The task
Pick out each line in the items below that contains the string "chandelier", and copy those lines.

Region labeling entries
----------

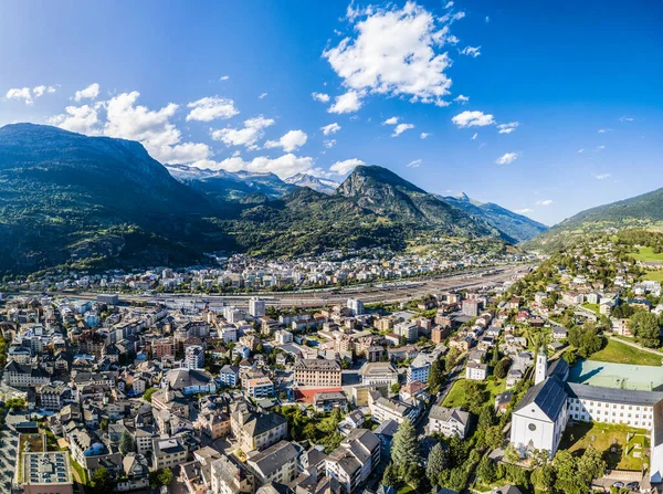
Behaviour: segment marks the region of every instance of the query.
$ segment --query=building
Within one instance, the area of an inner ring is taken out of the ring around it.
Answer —
[[[274,383],[266,376],[249,379],[246,395],[253,399],[271,398],[274,396]]]
[[[278,413],[236,411],[230,416],[230,428],[245,453],[270,448],[287,435],[287,420]]]
[[[338,481],[345,494],[366,482],[380,463],[380,440],[368,429],[355,429],[325,459],[327,476]]]
[[[249,456],[246,465],[259,485],[270,482],[288,484],[297,476],[299,451],[288,441],[280,441],[266,450]]]
[[[470,317],[478,316],[480,303],[477,301],[463,301],[463,315]]]
[[[448,438],[465,438],[470,424],[470,413],[460,408],[446,408],[434,404],[429,413],[428,433],[442,433]]]
[[[23,452],[21,462],[25,494],[73,494],[74,482],[66,451]]]
[[[419,354],[408,367],[408,383],[412,381],[428,382],[429,371],[435,360],[433,354]]]
[[[176,346],[172,339],[157,339],[151,343],[152,357],[161,359],[164,357],[175,357]]]
[[[364,302],[358,298],[348,298],[346,307],[350,311],[352,316],[360,316],[364,314]]]
[[[398,383],[398,370],[391,362],[366,362],[359,369],[365,386],[391,386]]]
[[[341,391],[316,392],[313,396],[313,408],[318,413],[329,413],[335,409],[347,411],[348,399]]]
[[[178,438],[152,440],[155,470],[175,467],[187,461],[187,448]]]
[[[474,381],[483,381],[488,375],[488,366],[486,364],[477,364],[469,361],[465,367],[465,378]]]
[[[204,367],[204,349],[200,345],[192,345],[185,350],[186,369],[202,369]]]
[[[251,297],[251,299],[249,299],[249,314],[253,317],[264,317],[265,301],[261,301],[257,297]]]
[[[335,387],[340,386],[341,369],[338,360],[302,358],[295,361],[295,385]]]

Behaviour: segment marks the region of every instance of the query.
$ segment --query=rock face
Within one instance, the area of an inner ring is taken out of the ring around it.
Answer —
[[[318,178],[307,174],[293,175],[292,177],[286,178],[285,182],[297,187],[308,187],[316,192],[329,196],[336,193],[336,189],[338,189],[339,186],[339,183],[334,180]]]
[[[493,202],[480,202],[466,193],[443,198],[463,211],[481,218],[517,242],[525,242],[548,230],[543,223],[509,211]]]

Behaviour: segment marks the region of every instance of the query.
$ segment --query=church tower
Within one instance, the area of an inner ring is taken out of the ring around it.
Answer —
[[[539,348],[538,354],[536,355],[536,372],[534,377],[534,383],[538,385],[546,380],[548,376],[548,356],[546,355],[546,350],[541,346]]]

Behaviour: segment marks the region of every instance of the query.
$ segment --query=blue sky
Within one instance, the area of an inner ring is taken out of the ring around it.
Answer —
[[[381,165],[547,224],[663,187],[663,2],[450,3],[6,1],[0,124],[283,178]]]

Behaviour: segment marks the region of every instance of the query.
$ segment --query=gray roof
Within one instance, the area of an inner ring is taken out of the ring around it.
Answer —
[[[568,382],[567,390],[571,398],[580,400],[609,401],[611,403],[640,404],[653,407],[663,400],[661,391],[639,391],[635,389],[599,388],[596,386]]]
[[[514,413],[526,407],[536,404],[551,420],[556,421],[559,412],[566,407],[567,393],[557,379],[546,379],[533,386],[525,393]]]
[[[438,407],[436,404],[431,407],[429,417],[433,420],[441,420],[442,422],[449,422],[449,420],[453,419],[463,425],[466,425],[470,420],[470,413],[460,408]]]
[[[297,449],[293,443],[288,441],[278,441],[276,444],[271,445],[263,452],[249,459],[249,463],[260,471],[263,476],[267,476],[271,473],[283,467],[286,463],[297,458]]]

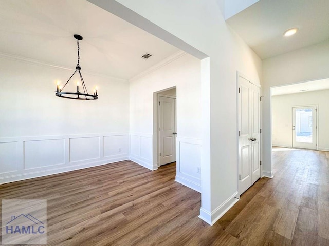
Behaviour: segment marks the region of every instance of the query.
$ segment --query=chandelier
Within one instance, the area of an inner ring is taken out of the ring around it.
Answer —
[[[55,92],[55,95],[57,96],[62,97],[63,98],[68,98],[68,99],[75,99],[76,100],[97,100],[98,99],[98,96],[97,95],[97,87],[95,87],[94,89],[94,94],[92,95],[90,94],[88,94],[88,91],[87,90],[87,88],[86,87],[86,85],[84,84],[84,81],[83,81],[83,78],[82,78],[82,75],[81,75],[81,73],[80,70],[81,70],[81,68],[79,64],[79,61],[80,59],[80,57],[79,55],[79,50],[80,47],[79,44],[79,42],[81,40],[82,40],[82,37],[78,34],[75,34],[74,36],[74,38],[77,40],[77,45],[78,45],[78,64],[77,64],[77,67],[76,67],[76,71],[73,73],[73,74],[70,77],[70,78],[68,79],[68,80],[65,83],[63,88],[60,86],[60,83],[57,81],[57,88],[56,91]],[[83,91],[79,91],[79,82],[77,81],[77,91],[75,92],[66,92],[63,91],[63,90],[65,87],[67,83],[70,81],[73,75],[78,71],[79,72],[79,75],[80,75],[80,80],[81,81],[81,86],[82,86],[82,89]]]

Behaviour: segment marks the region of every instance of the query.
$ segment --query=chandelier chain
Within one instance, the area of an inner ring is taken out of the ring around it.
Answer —
[[[80,67],[80,64],[79,64],[79,60],[80,59],[80,56],[79,53],[79,51],[80,49],[80,47],[79,45],[79,40],[78,40],[77,44],[78,44],[78,64],[77,65],[77,66],[78,66],[78,67]]]

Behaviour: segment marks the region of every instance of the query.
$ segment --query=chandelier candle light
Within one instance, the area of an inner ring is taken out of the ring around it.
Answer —
[[[77,40],[77,43],[78,45],[78,64],[77,64],[77,67],[76,67],[76,71],[74,72],[74,73],[73,73],[73,74],[72,74],[71,77],[70,77],[70,78],[68,79],[68,80],[67,80],[67,81],[65,83],[63,88],[62,88],[62,86],[60,85],[59,81],[57,81],[57,87],[56,91],[55,92],[55,95],[57,96],[59,96],[63,98],[75,99],[77,100],[97,100],[98,99],[98,96],[97,95],[97,87],[95,87],[94,89],[94,95],[88,94],[88,91],[87,90],[86,86],[84,84],[84,81],[83,81],[83,78],[82,78],[82,75],[81,75],[81,73],[80,72],[81,68],[79,63],[79,61],[80,59],[79,53],[80,50],[79,42],[81,40],[82,40],[82,37],[78,34],[75,34],[73,36]],[[72,78],[72,77],[73,77],[73,75],[75,75],[77,71],[78,71],[79,74],[80,75],[80,80],[81,80],[81,85],[82,86],[82,89],[83,89],[83,93],[79,91],[79,82],[78,81],[77,81],[76,92],[63,92],[63,90],[65,87],[65,86],[67,84],[68,81],[70,81],[70,79]]]

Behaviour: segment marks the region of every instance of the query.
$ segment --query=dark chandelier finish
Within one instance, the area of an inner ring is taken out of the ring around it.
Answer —
[[[79,63],[79,61],[80,60],[80,57],[79,55],[79,50],[80,47],[79,45],[79,42],[81,40],[82,40],[82,37],[78,34],[75,34],[74,37],[75,39],[77,40],[77,45],[78,45],[78,64],[77,64],[77,67],[76,67],[76,71],[73,73],[72,76],[70,77],[70,78],[68,79],[68,80],[65,83],[63,88],[59,85],[59,83],[57,83],[57,89],[56,91],[55,92],[55,95],[57,96],[59,96],[60,97],[62,97],[63,98],[68,98],[68,99],[75,99],[76,100],[97,100],[98,99],[98,96],[97,95],[97,88],[96,87],[94,90],[94,94],[92,95],[90,94],[88,94],[88,91],[87,90],[87,88],[86,87],[86,85],[84,84],[84,81],[83,81],[83,78],[82,78],[82,75],[81,75],[81,73],[80,70],[81,70],[81,68]],[[79,91],[79,82],[77,83],[77,91],[75,92],[65,92],[63,91],[63,90],[65,87],[65,86],[67,84],[70,79],[72,78],[73,75],[78,71],[79,72],[79,74],[80,75],[80,80],[81,80],[81,85],[82,85],[82,89],[83,89],[83,93],[82,92]]]

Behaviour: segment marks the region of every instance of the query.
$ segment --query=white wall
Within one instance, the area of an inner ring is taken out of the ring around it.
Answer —
[[[152,155],[154,150],[156,152],[152,143],[157,144],[156,92],[176,87],[161,92],[172,94],[175,91],[177,97],[176,179],[199,191],[201,182],[197,167],[200,166],[200,60],[186,54],[141,78],[131,80],[130,88],[131,159],[153,170],[157,168],[157,156]]]
[[[329,151],[329,90],[272,97],[272,145],[291,147],[292,107],[317,106],[318,147]]]
[[[60,98],[73,72],[29,60],[0,56],[0,183],[127,159],[128,82],[82,70],[99,99]]]
[[[329,41],[263,61],[262,93],[263,173],[273,175],[271,165],[270,88],[329,77]]]
[[[225,19],[240,13],[259,0],[225,0]]]
[[[213,223],[237,194],[236,71],[259,84],[260,59],[226,24],[216,0],[88,1],[203,59],[200,217]]]

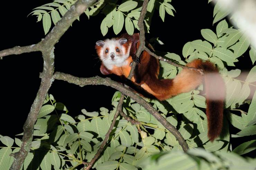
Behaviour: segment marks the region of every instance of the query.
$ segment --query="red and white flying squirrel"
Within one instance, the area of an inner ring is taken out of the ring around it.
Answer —
[[[129,36],[125,33],[118,38],[98,41],[96,44],[97,53],[102,62],[101,73],[104,75],[113,73],[127,78],[131,70],[130,64],[136,58],[139,34]],[[225,92],[224,81],[213,64],[201,59],[194,60],[186,66],[202,69],[204,75],[196,71],[184,69],[173,79],[159,80],[158,60],[144,51],[139,60],[131,81],[159,100],[188,92],[201,84],[204,79],[208,136],[213,141],[220,135],[222,127]]]

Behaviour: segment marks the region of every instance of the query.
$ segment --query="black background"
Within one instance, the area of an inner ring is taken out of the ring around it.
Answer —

----------

Correct response
$ segment --query=chandelier
$ segment --query=chandelier chain
$ segment --query=chandelier candle light
$ segment --query=dark chandelier finish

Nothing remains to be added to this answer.